(AIM) The material below should be written out in full and exactly; pictures stay out of the copy.
+---+
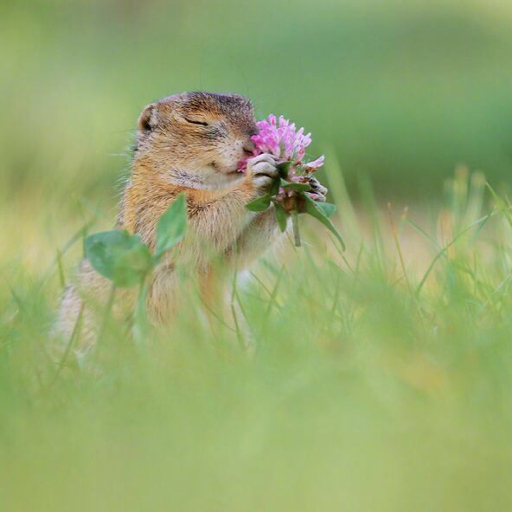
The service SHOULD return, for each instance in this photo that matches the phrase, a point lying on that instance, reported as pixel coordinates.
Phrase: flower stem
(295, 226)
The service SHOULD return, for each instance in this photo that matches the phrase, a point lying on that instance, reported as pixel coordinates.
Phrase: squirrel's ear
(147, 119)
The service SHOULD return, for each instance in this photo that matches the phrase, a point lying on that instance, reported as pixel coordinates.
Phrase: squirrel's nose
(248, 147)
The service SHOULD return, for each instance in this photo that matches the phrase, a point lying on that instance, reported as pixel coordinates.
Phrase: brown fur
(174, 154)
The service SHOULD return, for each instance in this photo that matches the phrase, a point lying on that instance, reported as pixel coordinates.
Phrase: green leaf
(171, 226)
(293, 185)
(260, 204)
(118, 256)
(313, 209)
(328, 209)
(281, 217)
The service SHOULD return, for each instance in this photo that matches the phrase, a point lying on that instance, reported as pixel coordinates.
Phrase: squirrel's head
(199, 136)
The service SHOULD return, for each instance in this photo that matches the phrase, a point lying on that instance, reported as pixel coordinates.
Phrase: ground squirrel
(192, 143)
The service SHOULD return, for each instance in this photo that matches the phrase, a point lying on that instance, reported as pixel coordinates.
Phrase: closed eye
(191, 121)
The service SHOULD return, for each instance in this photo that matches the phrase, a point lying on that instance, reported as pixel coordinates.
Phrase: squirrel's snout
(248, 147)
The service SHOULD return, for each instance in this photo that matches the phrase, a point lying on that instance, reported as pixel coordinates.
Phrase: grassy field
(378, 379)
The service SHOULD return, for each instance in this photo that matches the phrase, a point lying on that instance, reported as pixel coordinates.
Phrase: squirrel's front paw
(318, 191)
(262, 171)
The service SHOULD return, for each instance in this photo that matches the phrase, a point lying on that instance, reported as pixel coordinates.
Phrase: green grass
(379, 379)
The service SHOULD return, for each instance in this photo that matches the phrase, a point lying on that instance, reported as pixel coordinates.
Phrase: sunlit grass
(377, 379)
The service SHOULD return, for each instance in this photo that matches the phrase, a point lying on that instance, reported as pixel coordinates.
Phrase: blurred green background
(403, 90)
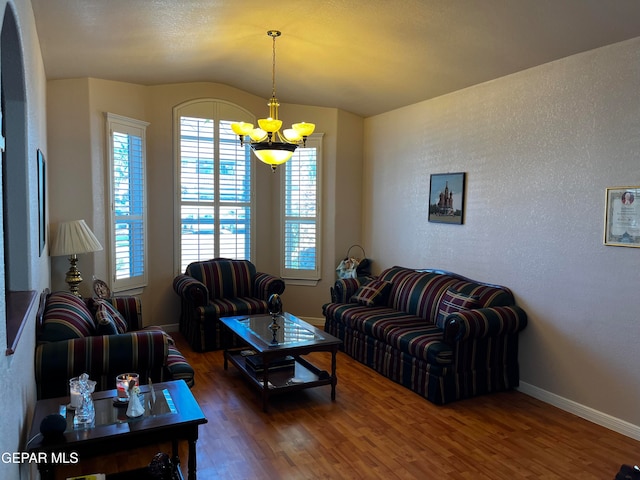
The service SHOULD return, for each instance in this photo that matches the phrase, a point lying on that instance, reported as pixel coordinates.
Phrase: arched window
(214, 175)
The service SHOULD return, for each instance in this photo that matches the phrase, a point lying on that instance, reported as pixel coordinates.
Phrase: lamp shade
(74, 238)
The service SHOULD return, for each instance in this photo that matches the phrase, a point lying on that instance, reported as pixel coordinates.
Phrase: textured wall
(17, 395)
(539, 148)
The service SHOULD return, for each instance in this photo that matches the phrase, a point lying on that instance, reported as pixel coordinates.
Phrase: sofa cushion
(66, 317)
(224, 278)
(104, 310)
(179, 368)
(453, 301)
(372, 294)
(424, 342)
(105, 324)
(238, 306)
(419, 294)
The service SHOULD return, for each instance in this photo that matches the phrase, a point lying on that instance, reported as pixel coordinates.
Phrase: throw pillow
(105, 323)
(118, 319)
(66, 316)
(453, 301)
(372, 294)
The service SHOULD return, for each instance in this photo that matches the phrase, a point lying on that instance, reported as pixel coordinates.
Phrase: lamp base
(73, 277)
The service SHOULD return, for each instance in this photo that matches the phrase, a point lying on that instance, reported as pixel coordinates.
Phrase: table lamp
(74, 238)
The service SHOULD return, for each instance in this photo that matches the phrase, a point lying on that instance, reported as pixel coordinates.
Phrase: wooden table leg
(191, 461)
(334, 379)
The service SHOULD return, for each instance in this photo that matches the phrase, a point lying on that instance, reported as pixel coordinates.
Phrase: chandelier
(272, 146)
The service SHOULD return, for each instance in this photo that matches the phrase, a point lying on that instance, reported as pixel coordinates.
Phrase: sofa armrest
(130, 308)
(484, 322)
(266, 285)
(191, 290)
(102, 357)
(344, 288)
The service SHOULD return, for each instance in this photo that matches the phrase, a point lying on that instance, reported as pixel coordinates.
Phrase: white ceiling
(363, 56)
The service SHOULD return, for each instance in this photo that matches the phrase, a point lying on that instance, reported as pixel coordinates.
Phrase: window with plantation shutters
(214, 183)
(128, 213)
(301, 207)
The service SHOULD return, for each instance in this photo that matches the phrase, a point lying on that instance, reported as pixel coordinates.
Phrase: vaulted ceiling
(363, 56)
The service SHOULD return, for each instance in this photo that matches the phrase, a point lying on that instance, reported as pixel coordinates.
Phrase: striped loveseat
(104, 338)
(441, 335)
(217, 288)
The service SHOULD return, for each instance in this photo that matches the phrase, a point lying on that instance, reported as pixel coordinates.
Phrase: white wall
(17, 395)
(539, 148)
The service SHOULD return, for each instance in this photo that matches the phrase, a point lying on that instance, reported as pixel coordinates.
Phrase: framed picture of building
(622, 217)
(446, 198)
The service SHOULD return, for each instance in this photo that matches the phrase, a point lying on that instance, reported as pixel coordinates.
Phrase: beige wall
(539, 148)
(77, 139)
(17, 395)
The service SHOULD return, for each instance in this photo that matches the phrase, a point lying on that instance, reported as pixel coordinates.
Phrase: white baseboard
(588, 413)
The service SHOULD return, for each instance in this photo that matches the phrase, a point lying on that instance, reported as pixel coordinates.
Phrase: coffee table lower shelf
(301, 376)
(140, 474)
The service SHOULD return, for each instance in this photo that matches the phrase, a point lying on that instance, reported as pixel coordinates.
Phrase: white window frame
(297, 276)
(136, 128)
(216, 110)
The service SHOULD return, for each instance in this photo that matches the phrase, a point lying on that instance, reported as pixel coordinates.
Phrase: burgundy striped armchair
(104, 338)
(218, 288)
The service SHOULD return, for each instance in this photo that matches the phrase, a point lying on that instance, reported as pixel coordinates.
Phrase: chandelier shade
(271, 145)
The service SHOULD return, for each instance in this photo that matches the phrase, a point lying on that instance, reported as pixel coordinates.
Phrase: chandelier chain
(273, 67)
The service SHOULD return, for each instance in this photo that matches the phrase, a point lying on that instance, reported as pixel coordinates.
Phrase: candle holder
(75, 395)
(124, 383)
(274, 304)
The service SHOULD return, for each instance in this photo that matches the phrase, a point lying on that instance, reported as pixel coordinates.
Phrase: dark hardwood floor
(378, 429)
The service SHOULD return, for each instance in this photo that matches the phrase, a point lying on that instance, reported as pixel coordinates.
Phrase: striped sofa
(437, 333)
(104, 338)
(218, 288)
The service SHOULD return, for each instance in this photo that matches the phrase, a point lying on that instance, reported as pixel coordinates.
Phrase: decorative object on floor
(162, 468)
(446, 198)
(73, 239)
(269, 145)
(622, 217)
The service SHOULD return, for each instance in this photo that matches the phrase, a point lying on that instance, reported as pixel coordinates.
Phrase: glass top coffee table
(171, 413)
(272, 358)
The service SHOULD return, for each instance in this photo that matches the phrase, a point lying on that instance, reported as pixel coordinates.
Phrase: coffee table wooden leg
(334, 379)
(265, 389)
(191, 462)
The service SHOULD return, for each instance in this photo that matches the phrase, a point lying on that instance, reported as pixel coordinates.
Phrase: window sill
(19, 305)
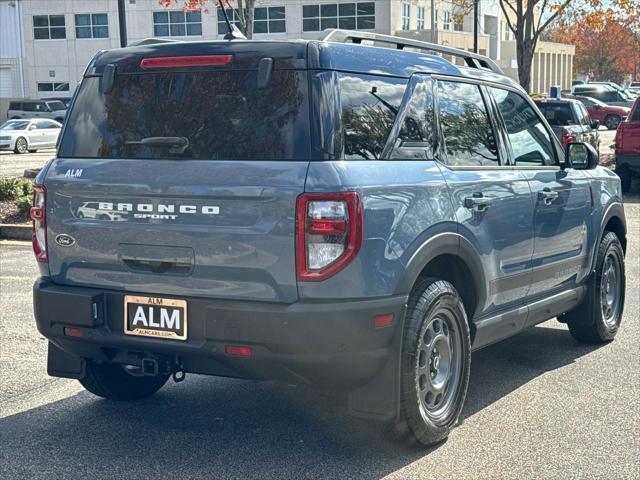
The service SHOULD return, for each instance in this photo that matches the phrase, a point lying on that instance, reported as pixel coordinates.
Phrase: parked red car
+---+
(TASK ANSWER)
The service SHOULD return, for each instance in this photo that matches the phrase, a point lying on that instance, reported as pixel coordinates.
Phrase: flower stem
(295, 226)
The service SHOULD return, for each instance in this photo that matches the phrase, a point lying on that instance, reported as pixel coordinates.
Phrase: squirrel's ear
(147, 119)
The service SHOULD return, for each instance in this photo that matches the phrase, a point lying on that instance, reported as pixel coordinates.
Phrase: squirrel's nose
(248, 147)
The service SHOULD return, for each instance in this photo that matches the phrase, a point lying on that instance, reported as pixel coordinates.
Phrase: brown fur
(174, 154)
The service SHOULD return, for each instance in this photo that matches the phrase, a point lying on that instance, reported as pixel coordinates.
Phrase: green leaf
(171, 226)
(293, 185)
(260, 204)
(118, 256)
(313, 209)
(328, 209)
(281, 217)
The service SHOULD return, for each instance in this photo that matches the phrase, a point lying on that instance, reported as pixel coordinates.
Phrase: squirrel's head
(199, 136)
The service SHOULD return, for each instance in this photo that matches the phrase, a point lying on that instance, reported as pixel coordinates.
Phrase: ground squirrel
(192, 143)
The service SHOULD return, for each instance in this photo that matches the phrase, a point lying on that instance, reported as pixel coordinates.
Phrase: closed eye
(191, 121)
The service SHOULD return, for each instance in this photo that matches the phrase, a point lying on that instance, reported as pixel coordinates.
Phrase: squirrel's snout
(248, 147)
The service SHOULD return, for each instance in this photo that matches the phrase, a point lying on that instance, reported as pixel coordinates.
Phrase: grassy field
(378, 379)
The service SHOULD return, for each instance in this photo that matches the phrase, a point lying on that instance, reported as pixel coordinates.
Phrase: squirrel's front paw
(318, 191)
(262, 171)
The service SHOULD return, for each instance in this photo that matches the phrase, a point lying on that instance, reported as pixel coordinates.
Phrase: green grass
(379, 379)
The service SHOULD return, for each instance in this photo that matches the phrase, a point lying on that instance, reported as pixel coordinates.
Phrase: sunlit grass
(377, 379)
The service SHOULD return, for each instance in this photo that matches the phrase, a point lying on that instance, reported as pixel coordinates.
Phrase: blurred green background
(403, 90)
The service SHOULD return, for each instance in this photo that matches the phrase, a point lying on that instance, reported as pixel coordinates.
Phrase: arched window
(214, 175)
The service SHOULD return, for each instance in this photo that matches the phrase, a point lying on that instance, reported as pixel coordinates.
Phrase: lamp shade
(74, 238)
The service SHOULD return, for each instance in this photo that matches the phrase, a point lying on that instance, reported as pixel coordinates.
Phrase: textured wall
(17, 395)
(539, 148)
The service SHOULD return, for each instance in this photo that matches the phrase, a point lying on that instance, reported as pixel coordinates.
Phrase: sofa cushion
(66, 317)
(224, 278)
(104, 310)
(179, 368)
(453, 301)
(372, 294)
(424, 342)
(105, 324)
(238, 306)
(419, 294)
The service SHOULD return, for each instance in this photo that matches the phrase, a point lying on that instance, reported as pixel coordinates.
Phrase: throw pillow
(105, 323)
(118, 319)
(66, 316)
(453, 301)
(372, 294)
The service SHOULD return, for each instance in this photo that matches the phrase, a point lying on that instance, reported as pixel coordinates.
Phrase: lamp base
(73, 277)
The service SHOULD return, for each instance in this photo that matches the phrase, a point lying on that instance, reported as pixel coordinates.
Phrase: table lamp
(74, 238)
The service SHOULD return, for each instance in this photo that matches the phrase, a point lying on that instance, reported as pixel coordinates.
Phrase: wooden table leg
(191, 461)
(334, 379)
The service SHOULD return, for each instance in this photo that matches the phrase, a point lying on that instance, reported as pixel coordinates.
Phrase: chandelier
(272, 146)
The service SHOULD return, for each instance in this photo that matches the phrase, a point lying on that instance, reported as pixel coordinates.
Phrase: sofa armrest
(130, 308)
(484, 322)
(266, 285)
(191, 290)
(102, 357)
(344, 288)
The service SHOULD return, for each instance in this photo that matches the phrase, a point lying on that instance, reported as pixel coordinates.
Phrase: white ceiling
(363, 56)
The service SHOULD return, for each instance in this photo that matches the phrase, a point lying on that instance, reported as pixel coordinates.
Phrase: window with plantation shutters
(214, 183)
(128, 213)
(301, 207)
The service SHOULD return, for each instance in this photo that matches the phrase, a point lying on that instance, reported as pixel coordinates.
Phrase: vaulted ceiling
(363, 56)
The service SHOULD return, for each instance in this photo that matches the phrase, a point lying on that instance, reported as pixel coordinates.
Phrase: striped loveseat
(104, 338)
(441, 335)
(217, 288)
The service SHOULD return, for each instance in this photo that matches the phrase, a point lying on that instance, reported as pixel coordinates.
Phrase: white wall
(17, 395)
(539, 148)
The service SHOULD return, for each instance in this photo that matches the phrase, a point lying on that instance, reported as pixel coordinates.
Phrase: framed picture of building
(622, 217)
(446, 198)
The service SHOULD return, for each instance in this photo that matches the phrase, a point lying on that instance, reported as pixel coordinates.
Phrase: beige wall
(539, 148)
(77, 139)
(17, 395)
The service SHOULD return, for each instance in this photo that matches the phrase, a point lying on that instance, reported as pixel coordinates.
Phrase: white baseboard
(588, 413)
The service SHOULD return, for each instance in this photo that matches the phrase, a point lying on that instance, reported as pixel coordinates.
Phrase: coffee table lower shelf
(301, 376)
(140, 474)
The service SHOULD return, for each instance in this photo that matches the phrase, a point lying on that instance, reported as pixel coordinates.
Phrase: white window frame
(297, 276)
(136, 128)
(216, 110)
The service SHOULD return, for each instance in this photo that matches the phrase, a point lying on that instance, reported as pixel coordinates.
Phrase: burgundy striped armchair
(104, 338)
(218, 288)
The service SHOULD return, for each instance in this photo that matches the phrase, a point lying on that instance, reported as pixel coordinates.
Phrase: chandelier shade
(271, 145)
The service SHOULD return, for each instance in this photo that matches the phrase, a point lying on that instance, reported as pixel coordinates.
Phrase: chandelier chain
(273, 67)
The service SHOULD return, for each instance in this photo that matches the phrase, a point lying on that instance, reported as pixel coordinates.
Phrase: candle holder
(75, 395)
(124, 383)
(274, 304)
The service SHOULD return, for each instance in this photo that matches the phrase, a point lying on that instance, reported as pixel coordinates.
Phrase: dark hardwood floor
(378, 429)
The service SHOULD return, for each instance in this photo that matches the phrase, a point lying on that instance, reported as pixel coordinates.
Phrase: striped sofa
(437, 333)
(104, 338)
(218, 288)
The service SHOULD return, for each instance in this photo that matches the phrase, a point lying on that instance, reported as pixel coordinates.
Phrase: decorative object on floor
(162, 468)
(446, 198)
(73, 239)
(269, 145)
(622, 217)
The service SHOULD return, for each instance in this photo that matches the phrase, a point lying on that instance, reported as pixel coordinates.
Phrase: glass top coffee table
(171, 413)
(272, 358)
The service SHOULD return, for each instance in this photo that matches the phrase, a point lying on that instance, reported as pixel coordinates.
Phrase: coffee table wooden leg
(334, 379)
(265, 389)
(191, 462)
The service SHOULD return, for each instance in this photo that matches the phrase, a point lying on that instance, reported as pixel coordinates.
Phrase: window sill
(19, 305)
The service SHOULD return, for each instance in this photo that matches the phrase, a point lying on that instance, reported as pixel coordinates.
Phrase: parked red car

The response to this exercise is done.